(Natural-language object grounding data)

□ □ □

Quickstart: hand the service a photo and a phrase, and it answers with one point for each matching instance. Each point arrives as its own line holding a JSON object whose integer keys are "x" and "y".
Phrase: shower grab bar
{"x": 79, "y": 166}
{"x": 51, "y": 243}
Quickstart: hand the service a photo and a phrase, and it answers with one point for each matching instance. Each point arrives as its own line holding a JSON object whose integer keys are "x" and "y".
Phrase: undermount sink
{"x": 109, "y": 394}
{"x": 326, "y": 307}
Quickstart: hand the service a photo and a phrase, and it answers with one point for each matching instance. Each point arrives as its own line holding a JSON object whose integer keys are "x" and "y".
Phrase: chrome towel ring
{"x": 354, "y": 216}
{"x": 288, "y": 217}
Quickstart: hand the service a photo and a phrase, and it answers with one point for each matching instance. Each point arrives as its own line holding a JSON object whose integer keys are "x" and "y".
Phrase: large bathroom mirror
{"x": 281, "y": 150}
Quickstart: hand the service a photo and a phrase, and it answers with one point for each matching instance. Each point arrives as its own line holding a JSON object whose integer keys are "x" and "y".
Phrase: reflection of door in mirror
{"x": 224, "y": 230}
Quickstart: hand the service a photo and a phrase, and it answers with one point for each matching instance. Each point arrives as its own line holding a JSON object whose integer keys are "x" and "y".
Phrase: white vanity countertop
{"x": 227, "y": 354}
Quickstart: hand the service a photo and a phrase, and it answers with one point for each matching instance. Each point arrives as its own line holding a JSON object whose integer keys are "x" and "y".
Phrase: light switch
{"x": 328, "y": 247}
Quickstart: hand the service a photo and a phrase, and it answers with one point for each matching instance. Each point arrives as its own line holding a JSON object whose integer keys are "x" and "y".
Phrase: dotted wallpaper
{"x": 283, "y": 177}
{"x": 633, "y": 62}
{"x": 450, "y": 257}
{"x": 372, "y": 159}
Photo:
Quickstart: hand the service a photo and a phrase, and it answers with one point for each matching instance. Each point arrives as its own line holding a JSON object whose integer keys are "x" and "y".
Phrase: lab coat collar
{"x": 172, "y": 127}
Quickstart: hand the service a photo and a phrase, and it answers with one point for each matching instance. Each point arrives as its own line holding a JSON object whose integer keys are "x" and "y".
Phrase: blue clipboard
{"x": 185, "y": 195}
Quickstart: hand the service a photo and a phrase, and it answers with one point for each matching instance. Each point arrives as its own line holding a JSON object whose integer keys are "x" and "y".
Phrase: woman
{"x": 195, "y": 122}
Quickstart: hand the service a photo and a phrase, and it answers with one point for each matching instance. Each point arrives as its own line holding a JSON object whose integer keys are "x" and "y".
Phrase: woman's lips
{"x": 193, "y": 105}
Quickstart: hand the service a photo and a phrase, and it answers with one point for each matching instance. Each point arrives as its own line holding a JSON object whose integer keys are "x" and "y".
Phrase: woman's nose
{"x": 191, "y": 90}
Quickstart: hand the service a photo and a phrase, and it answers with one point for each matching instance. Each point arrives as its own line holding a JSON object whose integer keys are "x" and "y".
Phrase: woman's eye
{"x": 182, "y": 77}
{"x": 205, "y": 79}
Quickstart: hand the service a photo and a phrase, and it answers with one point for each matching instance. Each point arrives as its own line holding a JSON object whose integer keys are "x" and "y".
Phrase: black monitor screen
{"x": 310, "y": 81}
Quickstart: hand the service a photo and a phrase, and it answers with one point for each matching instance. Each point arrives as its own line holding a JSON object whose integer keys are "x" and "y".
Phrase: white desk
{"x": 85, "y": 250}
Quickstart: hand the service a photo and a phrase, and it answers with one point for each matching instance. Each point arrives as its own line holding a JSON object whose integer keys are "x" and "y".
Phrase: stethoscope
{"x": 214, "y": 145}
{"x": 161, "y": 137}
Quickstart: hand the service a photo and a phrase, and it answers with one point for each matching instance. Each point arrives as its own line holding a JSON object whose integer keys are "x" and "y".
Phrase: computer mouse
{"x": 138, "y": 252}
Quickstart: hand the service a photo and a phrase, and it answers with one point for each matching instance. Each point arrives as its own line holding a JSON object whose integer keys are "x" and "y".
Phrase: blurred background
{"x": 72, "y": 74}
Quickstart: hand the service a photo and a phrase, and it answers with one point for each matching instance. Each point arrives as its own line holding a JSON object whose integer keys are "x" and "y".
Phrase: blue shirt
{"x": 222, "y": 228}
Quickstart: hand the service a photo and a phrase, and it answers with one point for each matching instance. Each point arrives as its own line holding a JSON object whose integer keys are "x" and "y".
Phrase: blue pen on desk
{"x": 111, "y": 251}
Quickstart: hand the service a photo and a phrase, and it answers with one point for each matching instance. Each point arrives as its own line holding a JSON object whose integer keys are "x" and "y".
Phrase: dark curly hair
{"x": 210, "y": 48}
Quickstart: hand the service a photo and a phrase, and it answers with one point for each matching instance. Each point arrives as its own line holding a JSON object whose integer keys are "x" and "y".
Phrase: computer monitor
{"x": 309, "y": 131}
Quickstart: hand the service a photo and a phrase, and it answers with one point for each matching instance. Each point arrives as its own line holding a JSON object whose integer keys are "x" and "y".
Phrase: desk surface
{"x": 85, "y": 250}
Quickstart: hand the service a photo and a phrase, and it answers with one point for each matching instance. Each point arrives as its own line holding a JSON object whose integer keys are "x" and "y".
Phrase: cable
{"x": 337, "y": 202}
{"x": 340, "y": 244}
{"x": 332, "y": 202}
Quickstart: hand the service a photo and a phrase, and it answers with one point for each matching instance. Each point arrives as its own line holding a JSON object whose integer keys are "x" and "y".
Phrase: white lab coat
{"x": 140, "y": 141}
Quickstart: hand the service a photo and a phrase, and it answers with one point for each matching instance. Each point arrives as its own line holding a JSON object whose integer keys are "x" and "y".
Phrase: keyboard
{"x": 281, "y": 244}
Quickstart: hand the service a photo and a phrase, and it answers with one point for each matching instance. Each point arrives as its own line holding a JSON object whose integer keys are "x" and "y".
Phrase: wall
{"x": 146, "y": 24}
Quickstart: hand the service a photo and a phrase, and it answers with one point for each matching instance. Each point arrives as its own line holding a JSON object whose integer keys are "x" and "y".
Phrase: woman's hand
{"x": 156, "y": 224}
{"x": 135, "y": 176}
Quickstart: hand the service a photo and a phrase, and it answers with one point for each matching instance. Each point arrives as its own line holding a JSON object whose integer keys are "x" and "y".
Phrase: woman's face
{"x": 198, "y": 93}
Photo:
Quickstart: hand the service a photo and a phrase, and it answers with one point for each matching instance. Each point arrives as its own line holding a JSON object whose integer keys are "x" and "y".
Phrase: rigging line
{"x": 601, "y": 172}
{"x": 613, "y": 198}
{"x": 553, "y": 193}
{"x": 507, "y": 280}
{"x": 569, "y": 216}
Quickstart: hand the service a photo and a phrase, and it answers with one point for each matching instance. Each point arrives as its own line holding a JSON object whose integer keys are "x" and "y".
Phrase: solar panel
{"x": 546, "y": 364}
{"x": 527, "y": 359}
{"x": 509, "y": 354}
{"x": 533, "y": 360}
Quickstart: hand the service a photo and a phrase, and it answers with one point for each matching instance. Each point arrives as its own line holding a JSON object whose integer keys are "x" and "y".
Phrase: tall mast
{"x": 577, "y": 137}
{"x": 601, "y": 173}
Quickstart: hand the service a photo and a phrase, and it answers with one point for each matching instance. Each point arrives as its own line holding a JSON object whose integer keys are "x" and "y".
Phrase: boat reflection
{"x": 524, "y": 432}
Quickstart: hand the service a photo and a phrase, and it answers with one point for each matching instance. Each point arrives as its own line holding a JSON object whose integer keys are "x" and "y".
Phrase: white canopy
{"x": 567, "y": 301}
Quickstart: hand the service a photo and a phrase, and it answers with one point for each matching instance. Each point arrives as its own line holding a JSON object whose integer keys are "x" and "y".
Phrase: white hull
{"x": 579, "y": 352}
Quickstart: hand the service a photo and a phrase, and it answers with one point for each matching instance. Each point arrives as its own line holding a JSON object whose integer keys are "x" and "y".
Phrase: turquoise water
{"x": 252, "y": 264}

□ □ □

ASSIGNMENT:
Write out, word for word, the lines from the one containing "Phrase: tall mast" through the end of the records, with no other lines.

RESPONSE AREA:
Phrase: tall mast
{"x": 577, "y": 137}
{"x": 601, "y": 173}
Quickstart: hand the service a photo and a phrase, and it answers with one point for each matching instance. Each point arrives as its own line holding a JSON object whose integer keys are "x" and "y".
Phrase: boat reflection
{"x": 524, "y": 432}
Quickstart: hand the service a photo and a phrase, and it answers with one point for each matching instance. Each point arrives as its own line holding a JSON object whose integer keys are "x" and "y".
Phrase: white canopy
{"x": 567, "y": 301}
Quickstart: hand the service a photo and a phrase, and it answers with one point for each matching instance. Each point arrives as its own line holding a JSON object whose integer keys are "x" and "y".
Phrase: white hull
{"x": 579, "y": 352}
Quickstart: hand the service a photo and a phrase, and it answers with one point for each matching instance. Each point arrives as its own line holding a JSON object whose integer keys are "x" and "y".
Phrase: turquoise water
{"x": 252, "y": 264}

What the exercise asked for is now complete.